— START Provided text —

# my sentra pimped out.



## Levi (Jul 18, 2005)

hey guys this is what my sentra looks like
http://www.nissanperformancemag.com/january99/images/rob_s_car_pic_3.jpg

this is what it will look like with the erubuni 131 body kit
http://www.**************.com/module.php?act=kp&line=Erebuni 131&cid=Ni91Sentra&brand=Erebuni

thats with a front spoiler, a sidress, and an apron.
do you think that change is worth $521 ???


----------



## Levi (Jul 18, 2005)

what color do you think looks the best on top of maroon? 
black?


----------



## xt_out (Jun 23, 2003)

u shldnt spend it on cosmetics, you should spend it on performance mods. get an intake atleast


----------



## bumpin_sentra (May 29, 2002)

first off dont order it from andys auto sports 

i got the drift kit there 

my front end was 3 inchs too long 
my side skirts were for a 4 door car and mine is a 2 door car 
my body shop man had a hell of a time


----------



## RBI*04 (Sep 10, 2004)

"No body-kits required."


----------



## Levi (Jul 18, 2005)

it would make it look better


----------



## pimpride (Mar 28, 2005)

— END Provided text —
— START Dataset entries —

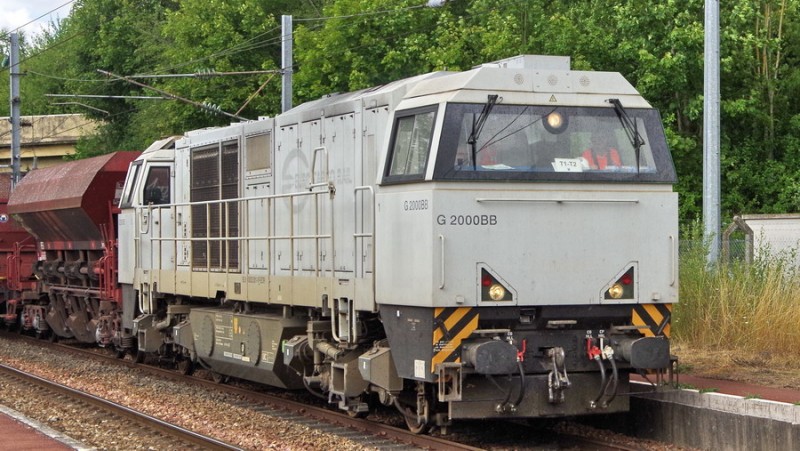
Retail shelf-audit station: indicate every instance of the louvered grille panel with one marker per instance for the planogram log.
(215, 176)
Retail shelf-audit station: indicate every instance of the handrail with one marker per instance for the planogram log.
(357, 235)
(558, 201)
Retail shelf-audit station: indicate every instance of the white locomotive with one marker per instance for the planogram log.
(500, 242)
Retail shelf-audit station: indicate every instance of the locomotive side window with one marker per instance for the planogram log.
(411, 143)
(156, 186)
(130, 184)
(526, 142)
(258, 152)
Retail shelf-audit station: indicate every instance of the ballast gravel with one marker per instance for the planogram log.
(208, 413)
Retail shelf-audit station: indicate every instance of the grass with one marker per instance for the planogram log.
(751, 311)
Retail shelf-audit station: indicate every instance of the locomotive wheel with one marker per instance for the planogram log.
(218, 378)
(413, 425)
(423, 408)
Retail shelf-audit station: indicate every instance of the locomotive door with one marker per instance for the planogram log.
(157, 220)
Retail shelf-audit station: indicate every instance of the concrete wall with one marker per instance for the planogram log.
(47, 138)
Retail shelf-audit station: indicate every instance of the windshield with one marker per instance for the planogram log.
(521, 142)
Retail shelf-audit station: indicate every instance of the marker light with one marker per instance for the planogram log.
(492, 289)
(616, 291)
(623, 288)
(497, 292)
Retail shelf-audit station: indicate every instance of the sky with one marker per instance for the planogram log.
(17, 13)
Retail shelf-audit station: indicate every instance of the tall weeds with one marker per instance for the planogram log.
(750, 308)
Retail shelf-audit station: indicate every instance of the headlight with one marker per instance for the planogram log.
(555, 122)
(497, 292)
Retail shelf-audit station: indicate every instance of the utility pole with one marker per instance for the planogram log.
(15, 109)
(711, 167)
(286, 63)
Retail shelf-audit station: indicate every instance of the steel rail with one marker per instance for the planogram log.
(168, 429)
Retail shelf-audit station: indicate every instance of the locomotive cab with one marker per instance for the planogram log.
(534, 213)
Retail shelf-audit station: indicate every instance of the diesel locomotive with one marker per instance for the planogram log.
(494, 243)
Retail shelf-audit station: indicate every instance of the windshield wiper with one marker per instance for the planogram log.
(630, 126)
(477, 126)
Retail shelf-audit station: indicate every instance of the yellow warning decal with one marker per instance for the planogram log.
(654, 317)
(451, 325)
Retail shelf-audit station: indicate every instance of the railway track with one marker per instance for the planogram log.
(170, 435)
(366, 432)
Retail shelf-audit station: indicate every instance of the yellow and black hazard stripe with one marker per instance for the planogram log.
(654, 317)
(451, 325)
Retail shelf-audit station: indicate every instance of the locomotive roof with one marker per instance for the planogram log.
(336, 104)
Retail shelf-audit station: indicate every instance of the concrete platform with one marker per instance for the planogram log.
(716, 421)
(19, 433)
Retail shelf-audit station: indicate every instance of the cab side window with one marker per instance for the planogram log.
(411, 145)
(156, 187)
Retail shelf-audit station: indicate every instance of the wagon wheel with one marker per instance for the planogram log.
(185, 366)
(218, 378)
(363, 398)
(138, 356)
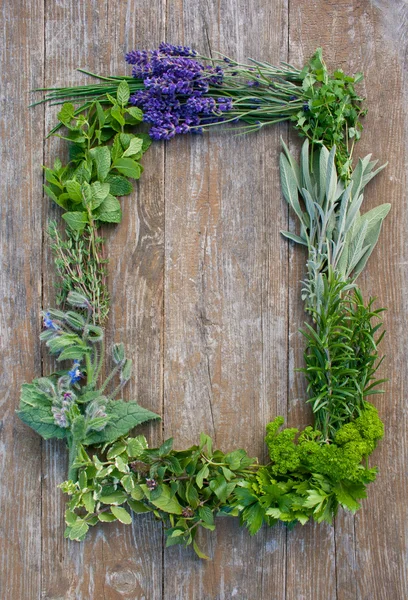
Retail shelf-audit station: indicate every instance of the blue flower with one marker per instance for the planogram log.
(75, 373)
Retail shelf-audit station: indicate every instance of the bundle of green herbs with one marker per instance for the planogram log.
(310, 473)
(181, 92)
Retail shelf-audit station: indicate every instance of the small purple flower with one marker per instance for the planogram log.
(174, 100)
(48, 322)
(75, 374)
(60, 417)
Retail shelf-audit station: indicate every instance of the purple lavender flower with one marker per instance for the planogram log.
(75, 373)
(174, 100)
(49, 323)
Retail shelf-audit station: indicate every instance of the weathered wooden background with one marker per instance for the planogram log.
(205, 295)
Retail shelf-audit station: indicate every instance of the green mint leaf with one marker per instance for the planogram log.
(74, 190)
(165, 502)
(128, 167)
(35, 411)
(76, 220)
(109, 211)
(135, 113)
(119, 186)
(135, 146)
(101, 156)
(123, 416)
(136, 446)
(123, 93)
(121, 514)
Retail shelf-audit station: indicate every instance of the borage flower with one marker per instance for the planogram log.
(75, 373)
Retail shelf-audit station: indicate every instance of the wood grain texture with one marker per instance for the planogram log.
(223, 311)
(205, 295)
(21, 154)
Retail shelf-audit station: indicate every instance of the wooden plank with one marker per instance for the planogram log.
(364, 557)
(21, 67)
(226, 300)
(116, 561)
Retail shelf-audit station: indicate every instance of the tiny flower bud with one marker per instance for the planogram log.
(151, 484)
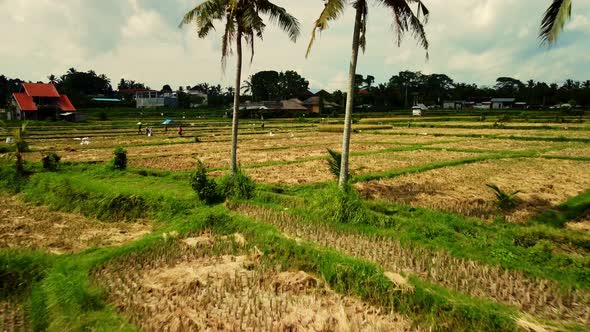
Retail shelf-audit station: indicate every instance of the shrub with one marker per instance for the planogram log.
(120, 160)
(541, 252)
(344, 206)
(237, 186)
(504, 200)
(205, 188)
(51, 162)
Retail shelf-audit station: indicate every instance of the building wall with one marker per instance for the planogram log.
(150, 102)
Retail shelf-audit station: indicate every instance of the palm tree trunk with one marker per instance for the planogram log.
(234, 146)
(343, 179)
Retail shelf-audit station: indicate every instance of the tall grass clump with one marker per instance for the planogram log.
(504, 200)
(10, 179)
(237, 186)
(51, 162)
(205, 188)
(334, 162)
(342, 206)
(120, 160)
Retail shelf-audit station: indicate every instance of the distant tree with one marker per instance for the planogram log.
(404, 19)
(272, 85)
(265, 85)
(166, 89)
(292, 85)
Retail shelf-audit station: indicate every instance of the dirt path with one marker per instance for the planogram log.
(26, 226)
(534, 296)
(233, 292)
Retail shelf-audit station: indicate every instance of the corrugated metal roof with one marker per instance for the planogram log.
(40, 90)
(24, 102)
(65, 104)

— END Dataset entries —

Proceed with the forum thread about the Sentra body kit from the point at which it stops. These entries were drawn from a separate source.

Reply:
Please do us all a favor and get the Stillen body kit, if you really have your mind set on getting one! http://www.stillen.com/Sportscars_detail.asp?cat=3&subcat=149&Brand=&id=20495&page=1

It flows alot better with the car...


----------



## Levi (Jul 18, 2005)

hey, thanks for the link


----------



## CuLTclasSiC (Jul 27, 2005)

No no no dont do the drifter kit unless you plan on going to put your car into shows because its extream...go with a sunny bumper if you want to spend alot of money.


----------



## ak47m203 (Apr 24, 2005)

performance... be a sleeper. basic mods headers intake cat back new set of light wheels no chrome pls. how much will it cost for that bodykit?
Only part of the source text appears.